#### What to do:
A – In the rustic staircase thread, why does Big Dave say he rarely posts pictures anymore?
B – List every job that Big Dave, in the rustic staircase thread, says his crew still has to do on Monday.
C – Supply what comes next in the rustic staircase thread, picking up after its final quoted post.

#### Selected extract:
++++++++++++++++++++

# Rustic Staircase.



## Big Dave (Sep 16, 2006)

I don't post many pictures anymore because we do so much of the same thing over and over you'll get the feeling that once you've seen one you've seen them all.

This project was a little different. This is the 3rd staircase like this that we've done. Most people don't want to pay but this customer wanted it and after searching and pricing we won the bid and just finished the bulk of it yesterday. We have to go back on Monday and plug the holes, load tools, clean up and haul everything home. 

I hope you enjoy the progress pics.


----------



## smitty1967 (Feb 24, 2008)

Dave: that is amazing work! I like the way the stair wraps around the jut-out towards the bottom. You know, in alot of new construction I see--around my parts, anyway--architecture is weak, design is p!ss-poor, and boxes are being thrown together for as little money and effort as possible in the name of selling houses. These pictures are the antithesis of that trend....a great looking project with great style and craftsmenship. Good on you!

smitty


----------



## Terry Beeson (May 29, 2008)

Very nice work. I agree with Smitty about the weak architecture in today's homes. It's a treat to see good work like this.


----------



## moneymgmt (May 7, 2008)

ok, I'm dying to know... ballpark me the cost of that! What did you use for stringers and rough framing? If I had to guess I'd say 3x10's; are they one piece or glued up? It looks awesome, I think my house would fit in their greatroom.


----------



## Big Dave (Sep 16, 2006)

moneymgmt said:


> ok, I'm dying to know... ballpark me the cost of that! What did you use for stringers and rough framing? If I had to guess I'd say 3x10's; are they one piece or glued up? It looks awesome, I think my house would fit in their greatroom.

++++++++++++++++++++

#### Dataset extract:

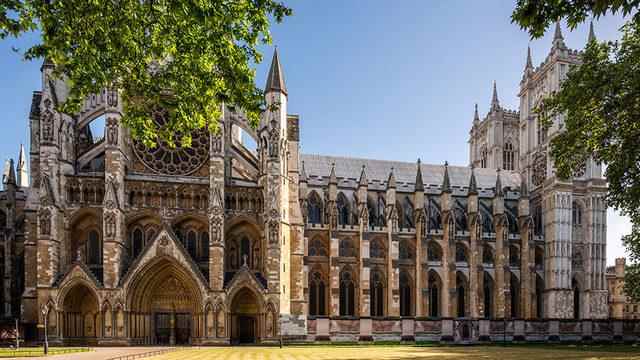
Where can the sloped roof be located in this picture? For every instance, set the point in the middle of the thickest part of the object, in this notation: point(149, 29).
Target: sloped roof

++++++++++++++++++++

#### Answers to the problems:
A – He says his crew does so much of the same work over and over that viewers would feel that once they've seen one project, they've seen them all.

B –
- Plug the holes
- Load tools
- Clean up
- Haul everything home

C –
 
Stringers are 4x12's. The steps are also 4x12's. One piece lumber throughout.

Ballpark price is $10,000.00, labor and materials.


----------



## KJWoodworking (Feb 15, 2008)

Good looking staircase.

Looking at your other work, you are a serious woodworker.

I checked out your site and the work you've done in those homes is beautiful. 

I love the rustic look and am wanting to move to a cabin in TN.

Right now I live in what has to be the most backassward town in the US. Everyone here thinks it's 1980. Most people here are having a fit about the rabbit ears on their black and white tvs not working in 2009 with the digital switch.


----------



## TS3660 (Mar 4, 2008)

Simply awesome. Very nice.


----------



## Big Dave (Sep 16, 2006)

Thanks for the compliments everyone. Jobs like this are why I became a woodworker.


----------



## cranbrook2 (Oct 14, 2006)

Outstanding work once again Big Dave !!! :thumbsup: That is beautiful


----------



## JIMBETHYNAME (Nov 13, 2007)

Simply beautiful!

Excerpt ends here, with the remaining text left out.